Thin steaks cook through more quickly, so they need a hot grill to generate enough browning in the short time available, says Chris Kerth, a meat scientist at Texas A&M University. Kerth and his colleagues have studied this process in the lab, searing steaks to precise specifications and feeding the results into a gas chromatograph, which measures the amount of each volatile chemical produced.
Kerth found, as expected, that thin, half-inch steaks cooked at relatively low temperatures have mostly the beefy flavors characteristic of fatty acid breakdown, while higher temperatures also produce a lot of the roasty pyrazines that result from the Maillard reaction. So if your steak is thin, crank up that grill—and leave the lid open so that the meat cooks through a little more slowly. That will give you time to build a complex, beefy-roasty flavor.
And to get the best sear on both sides, flip the meat about a third of the way through the expected cook time, not halfway—that’s because as the first side cooks, the contracting muscle fibers drive water to the uncooked side. After you flip, this water cools the second side so it takes longer to brown, Kerth’s team found.
When the scientists tested thicker, 1.5-inch steaks, the opposite problem happened: The exterior would burn unpleasantly before the middle finished cooking. For these steaks, a moderate grill temperature gave the best mix of volatiles. And sure enough, when Kerth’s team tested their steaks on actual people, they found that diners gave lower ratings to thick steaks grilled hot and fast. Diners rated the other temperatures and cooking times as all similar to each other, but thick steaks cooked at moderate temperatures won out by a nose.
That might seem odd, given that steakhouses often boast of their thick slabs of prime beef and the intense heat of their grills—exactly the combination Kerth’s study found least desirable. It works because the steakhouses use a two-step cooking process: First, they sear the meat on the hot grill, and then they finish cooking in a moderate oven. “That way, they get the degree of doneness to match the sear that they want,” says Kerth. Home cooks can do the same by popping their seared meat into a 350°F oven until it reaches their desired doneness.
The best degree of doneness, of course, is largely a matter of personal preference—but science has something to say here, too. Meat left rare, says Kerth, doesn’t receive enough heat to break down its fatty acids to generate beefy flavors. And once you go past medium, you lose some of the “bloody” flavors that come with lightly cooked meat. “A lot of people, myself included, like a little bit of bloody note with the brown pyrazines and Maillard compounds,” says Kerth. “It has a bigger flavor.” For those reasons, he advises, “I wouldn’t go any lower than medium rare or certainly any higher than medium. Then you just start losing a lot of the flavor.”
Kerth has one more piece of advice for home cooks: Watch the meat closely when it’s on the grill! “When you’re at those temperatures, a lot happens in a short period of time,” he says. “You start getting a lot of chemical reactions happening very, very quickly.” That’s the scientific basis for what every experienced griller has learned from (literally) bitter experience: It’s easy to burn the meat if you’re not paying attention.
Happy scientifically informed grilling!
Bob Holmes is a science writer based in Edmonton, Canada, and author of Flavor: The Science of Our Most Neglected Sense. He grills his steaks differently after reporting this story.

§ **What is required**
For each statement, answer yes or no according to the steak-grilling passage, and quote the passage's exact words that decide it.
1. Kerth's team recommends flipping the meat halfway through the expected cook time.
2. Diners gave lower ratings to thick steaks grilled hot and fast.
3. Kerth advises cooking steak beyond medium for the most flavor.
The lines after this point are separate material and have no connection to the steak-grilling passage.

§ **Data listing**
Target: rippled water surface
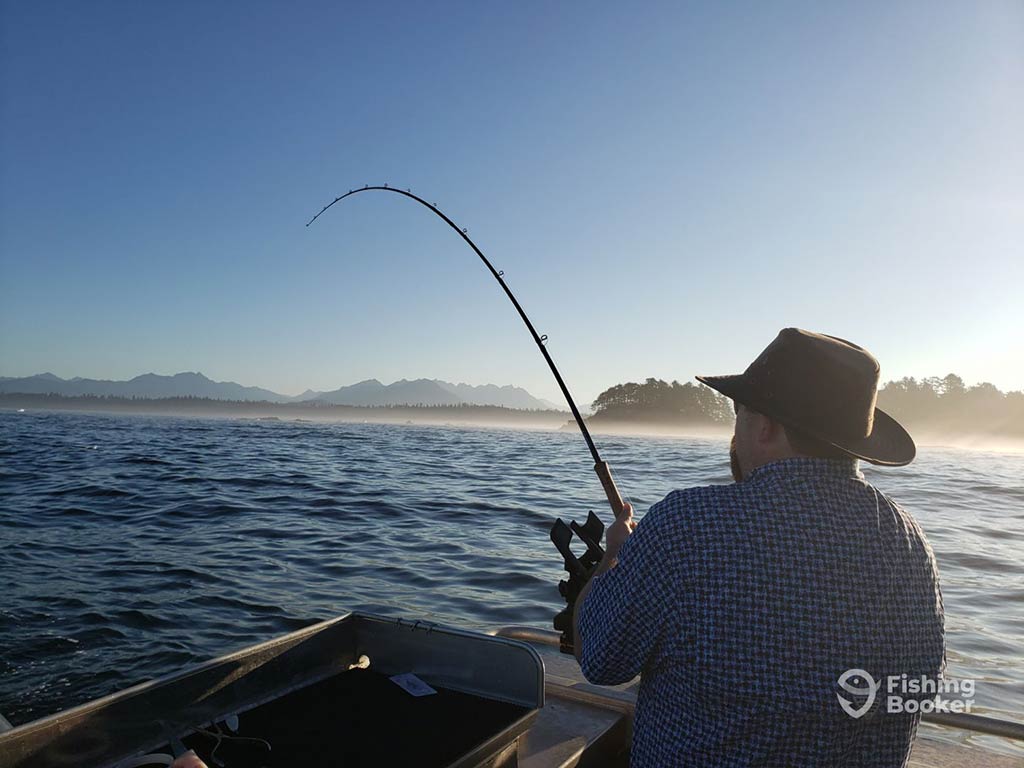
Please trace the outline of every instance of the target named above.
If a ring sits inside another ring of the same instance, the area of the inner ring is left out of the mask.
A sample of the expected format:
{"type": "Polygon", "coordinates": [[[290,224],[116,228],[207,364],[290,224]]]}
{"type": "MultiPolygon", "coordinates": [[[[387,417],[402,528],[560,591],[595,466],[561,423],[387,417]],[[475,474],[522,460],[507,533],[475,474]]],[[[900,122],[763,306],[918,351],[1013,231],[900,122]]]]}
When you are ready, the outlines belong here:
{"type": "MultiPolygon", "coordinates": [[[[599,438],[638,510],[724,440],[599,438]]],[[[939,560],[948,657],[1024,714],[1024,457],[864,467],[939,560]]],[[[556,516],[607,517],[579,434],[0,412],[0,712],[20,723],[348,610],[550,627],[556,516]]]]}

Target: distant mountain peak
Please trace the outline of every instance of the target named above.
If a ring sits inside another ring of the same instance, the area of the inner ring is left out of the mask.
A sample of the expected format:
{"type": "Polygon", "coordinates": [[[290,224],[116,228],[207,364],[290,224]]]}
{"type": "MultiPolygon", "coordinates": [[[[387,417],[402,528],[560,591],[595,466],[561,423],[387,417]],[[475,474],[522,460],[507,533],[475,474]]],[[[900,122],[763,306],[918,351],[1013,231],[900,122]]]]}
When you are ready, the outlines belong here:
{"type": "Polygon", "coordinates": [[[379,379],[365,379],[339,389],[322,392],[307,389],[290,397],[260,387],[247,387],[232,381],[213,381],[198,371],[170,376],[147,373],[129,381],[105,381],[76,377],[65,380],[51,373],[22,378],[0,378],[0,393],[56,394],[67,397],[208,397],[221,400],[267,400],[297,402],[318,400],[341,406],[498,406],[509,409],[549,410],[552,403],[534,397],[511,384],[451,384],[437,379],[399,379],[382,384],[379,379]]]}

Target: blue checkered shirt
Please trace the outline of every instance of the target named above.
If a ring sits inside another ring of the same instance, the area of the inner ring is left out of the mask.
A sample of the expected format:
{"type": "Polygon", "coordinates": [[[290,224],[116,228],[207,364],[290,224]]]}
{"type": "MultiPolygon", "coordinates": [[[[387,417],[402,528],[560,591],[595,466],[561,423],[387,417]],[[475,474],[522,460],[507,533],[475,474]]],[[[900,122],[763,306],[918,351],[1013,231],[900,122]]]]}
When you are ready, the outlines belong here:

§ **Exercise solution**
1. No: "flip the meat about a third of the way through the expected cook time, not halfway"
2. Yes: "diners gave lower ratings to thick steaks grilled hot and fast"
3. No: "I wouldn’t go any lower than medium rare or certainly any higher than medium."